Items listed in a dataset
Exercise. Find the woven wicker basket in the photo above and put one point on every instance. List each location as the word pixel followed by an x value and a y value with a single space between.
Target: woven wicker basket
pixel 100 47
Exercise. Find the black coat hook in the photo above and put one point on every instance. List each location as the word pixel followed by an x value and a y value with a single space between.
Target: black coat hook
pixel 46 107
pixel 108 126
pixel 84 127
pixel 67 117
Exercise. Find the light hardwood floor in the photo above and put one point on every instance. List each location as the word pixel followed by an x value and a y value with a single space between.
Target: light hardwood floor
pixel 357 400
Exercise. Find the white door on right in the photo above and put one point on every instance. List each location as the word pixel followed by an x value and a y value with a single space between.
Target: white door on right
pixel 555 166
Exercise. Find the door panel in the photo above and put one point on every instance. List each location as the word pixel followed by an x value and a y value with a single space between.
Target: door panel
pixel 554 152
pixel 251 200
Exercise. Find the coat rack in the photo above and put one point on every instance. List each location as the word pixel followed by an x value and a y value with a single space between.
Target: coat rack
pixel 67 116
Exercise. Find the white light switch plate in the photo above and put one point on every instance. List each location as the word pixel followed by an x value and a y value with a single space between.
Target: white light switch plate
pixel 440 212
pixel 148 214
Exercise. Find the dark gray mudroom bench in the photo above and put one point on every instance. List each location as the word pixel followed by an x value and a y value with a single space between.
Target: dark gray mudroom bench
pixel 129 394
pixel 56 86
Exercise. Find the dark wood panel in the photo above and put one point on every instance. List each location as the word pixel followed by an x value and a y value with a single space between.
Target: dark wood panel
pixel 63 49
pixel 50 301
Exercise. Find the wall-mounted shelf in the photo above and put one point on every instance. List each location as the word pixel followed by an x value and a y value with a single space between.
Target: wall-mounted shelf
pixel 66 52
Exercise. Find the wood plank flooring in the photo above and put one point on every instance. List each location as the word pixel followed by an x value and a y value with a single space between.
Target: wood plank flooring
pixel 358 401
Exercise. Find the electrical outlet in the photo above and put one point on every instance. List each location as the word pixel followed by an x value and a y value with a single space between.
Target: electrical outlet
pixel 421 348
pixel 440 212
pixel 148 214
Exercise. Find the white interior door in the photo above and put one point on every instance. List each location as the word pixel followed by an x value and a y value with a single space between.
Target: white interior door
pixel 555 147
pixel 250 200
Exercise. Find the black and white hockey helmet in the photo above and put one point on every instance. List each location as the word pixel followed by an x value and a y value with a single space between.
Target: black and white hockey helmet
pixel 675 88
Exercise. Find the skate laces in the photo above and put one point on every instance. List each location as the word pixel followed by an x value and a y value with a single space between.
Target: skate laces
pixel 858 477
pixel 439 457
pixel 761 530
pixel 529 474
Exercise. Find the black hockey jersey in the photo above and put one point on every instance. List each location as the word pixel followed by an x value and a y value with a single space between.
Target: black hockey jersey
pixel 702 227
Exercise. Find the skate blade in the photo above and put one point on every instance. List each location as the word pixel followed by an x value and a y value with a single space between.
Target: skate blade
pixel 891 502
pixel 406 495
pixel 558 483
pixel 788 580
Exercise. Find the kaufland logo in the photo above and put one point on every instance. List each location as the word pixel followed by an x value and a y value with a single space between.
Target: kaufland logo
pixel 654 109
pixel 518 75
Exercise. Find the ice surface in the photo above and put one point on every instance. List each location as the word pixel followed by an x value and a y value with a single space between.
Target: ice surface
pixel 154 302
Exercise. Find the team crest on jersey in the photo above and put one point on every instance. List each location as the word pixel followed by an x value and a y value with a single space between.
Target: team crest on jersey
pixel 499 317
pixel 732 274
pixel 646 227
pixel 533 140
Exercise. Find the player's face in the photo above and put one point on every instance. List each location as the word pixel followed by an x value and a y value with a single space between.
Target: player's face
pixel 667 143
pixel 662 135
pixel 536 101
---
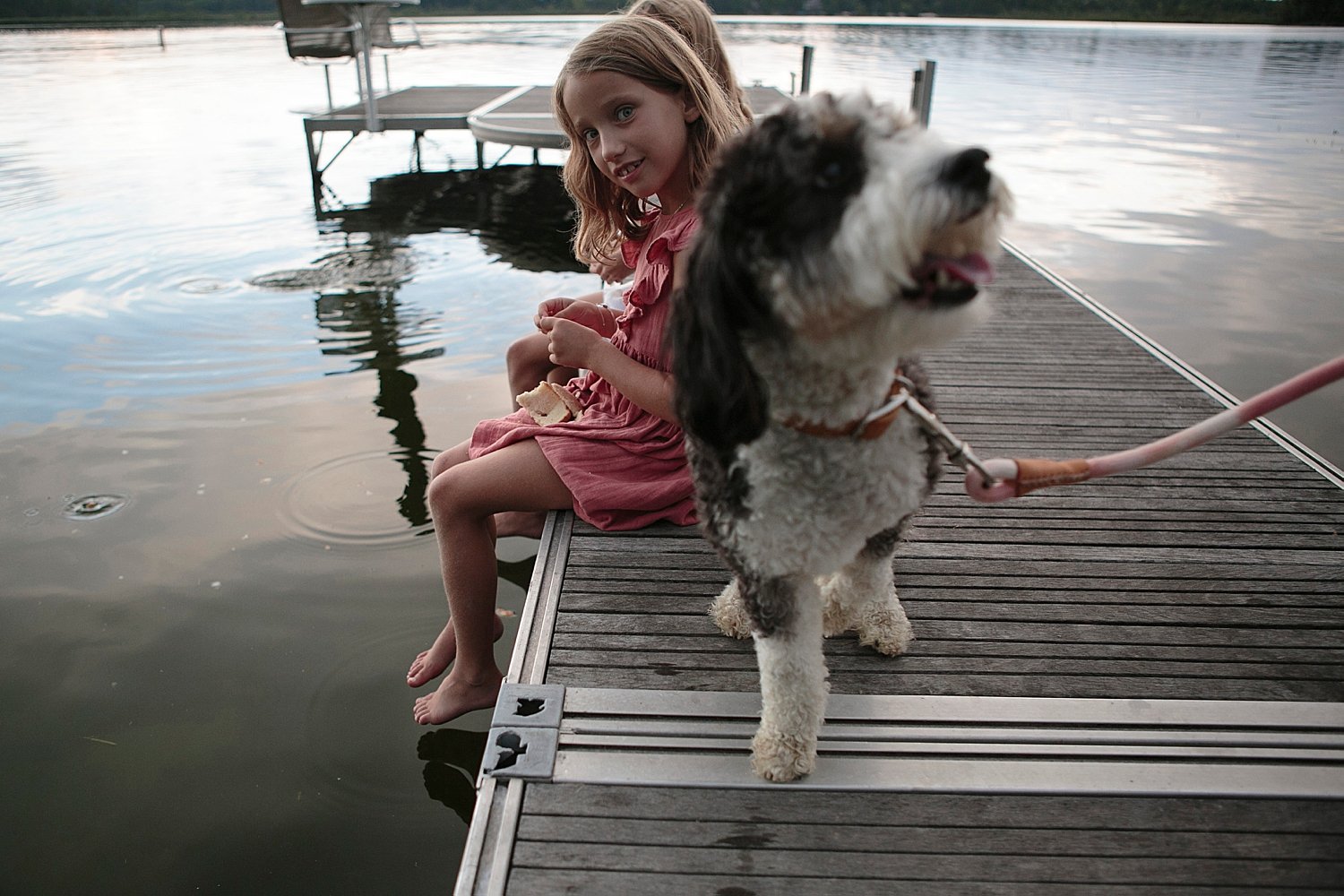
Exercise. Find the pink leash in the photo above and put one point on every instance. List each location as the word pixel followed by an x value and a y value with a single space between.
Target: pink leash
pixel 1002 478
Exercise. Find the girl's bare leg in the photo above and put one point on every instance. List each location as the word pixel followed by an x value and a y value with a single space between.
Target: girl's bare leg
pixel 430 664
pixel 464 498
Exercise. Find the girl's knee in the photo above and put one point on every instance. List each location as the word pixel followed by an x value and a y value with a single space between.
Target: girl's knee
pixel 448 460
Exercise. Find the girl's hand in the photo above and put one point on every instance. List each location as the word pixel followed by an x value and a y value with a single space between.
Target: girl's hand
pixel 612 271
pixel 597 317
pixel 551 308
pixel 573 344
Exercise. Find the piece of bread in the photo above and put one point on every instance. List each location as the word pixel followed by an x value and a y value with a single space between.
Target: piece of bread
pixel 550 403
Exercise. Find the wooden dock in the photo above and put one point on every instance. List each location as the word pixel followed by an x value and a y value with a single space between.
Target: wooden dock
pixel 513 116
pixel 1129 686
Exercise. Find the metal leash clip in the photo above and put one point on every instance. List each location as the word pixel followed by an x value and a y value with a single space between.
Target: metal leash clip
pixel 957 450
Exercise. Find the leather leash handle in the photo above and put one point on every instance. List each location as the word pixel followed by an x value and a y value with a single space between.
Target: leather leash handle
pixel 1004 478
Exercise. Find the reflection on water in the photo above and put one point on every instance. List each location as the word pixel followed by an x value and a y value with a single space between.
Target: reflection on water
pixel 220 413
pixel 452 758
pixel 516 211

→ **TRY IT**:
Return, word for word, the lines of the data above from the line with "Exercise. Find the team" through the line with "Exercise. Find the player's", inclusive.

→ **WRITTEN SOLUTION**:
Exercise. Find the team crest on jersey in the photo above and put one point on every instance. List each location as the word pixel followed by an x value and a y value with a single space between.
Target: team crest on jersey
pixel 499 317
pixel 732 274
pixel 646 227
pixel 533 140
Exercise. Find the player's face in the photo above and put one point on every instance. List each location as the word pixel followed by an x value and a y value with a single space between.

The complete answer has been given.